One optimization you can do to mutable arrays is not to use them at all. In particular, the problem you have linked to has a right fold solution.
The idea being that you fold the list and greedily swap the items with the largest value to the right and maintain swaps already made in a Data.Map
:
import qualified Data.Map as M
import Data.Map (empty, insert)
solve :: Int -> Int -> [Int] -> [Int]
solve n k xs = foldr go (\_ _ _ -> []) xs n empty k
where
go x run i m k
-- out of budget to do a swap or no swap necessary
| k == 0 || y == i = y : run (pred i) m k
-- make a swap and record the swap made in the map
| otherwise = i : run (pred i) (insert i y m) (k - 1)

• _What you need to do_:
[1] Reproduce the stretch of the Haskell fold post from "solve :: Int" through "i y m) (k - 1)".
[2] Continue the Haskell fold post after its final line.

• _Material provided_:

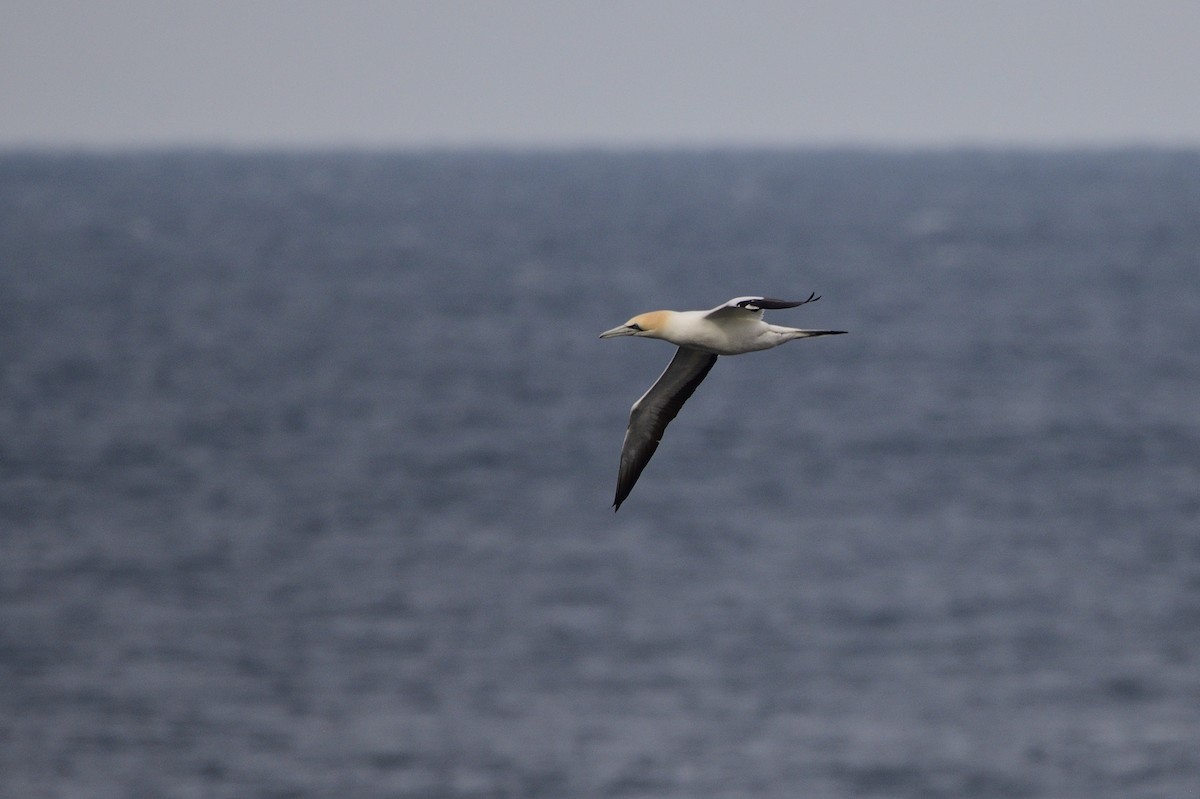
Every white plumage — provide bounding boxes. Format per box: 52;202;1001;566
600;294;846;510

• _Solved problems_:
[1]
solve :: Int -> Int -> [Int] -> [Int]
solve n k xs = foldr go (\_ _ _ -> []) xs n empty k
where
go x run i m k
-- out of budget to do a swap or no swap necessary
| k == 0 || y == i = y : run (pred i) m k
-- make a swap and record the swap made in the map
| otherwise = i : run (pred i) (insert i y m) (k - 1)

[2]
where
-- find the value current position is swapped with
y = find x
find k = case M.lookup k m of
Just a -> find a
Nothing -> k
In above, run
is a function which given the reverse index i
, current mapping m
and the remaining swap budget k
, solves the rest of the list onwards. By reverse index I mean indices of the list in the reverse direction: n, n - 1, ..., 1
.
The folding function go
, builds the run
function at each step by updating values of i
, m
and k
which are passed to the next step. At the end we call this function with initial parameters i = n
, m = empty
and initial swap budget k
.
The recursive search in find
can be optimized out by maintaining a reverse map, but this already performs much faster than the java code you have posted.
Edit: Above solution, still pays a logarithmic cost for tree access. Here is an alternative solution using mutable STUArray
and monadic fold foldM_
, which in fact performs faster than above:
import Control.Monad.ST (ST)
import Control.Monad (foldM_)
import Data.Array.Unboxed (UArray, elems, listArray, array)
import Data.Array.ST (STUArray, readArray, writeArray, runSTUArray, thaw)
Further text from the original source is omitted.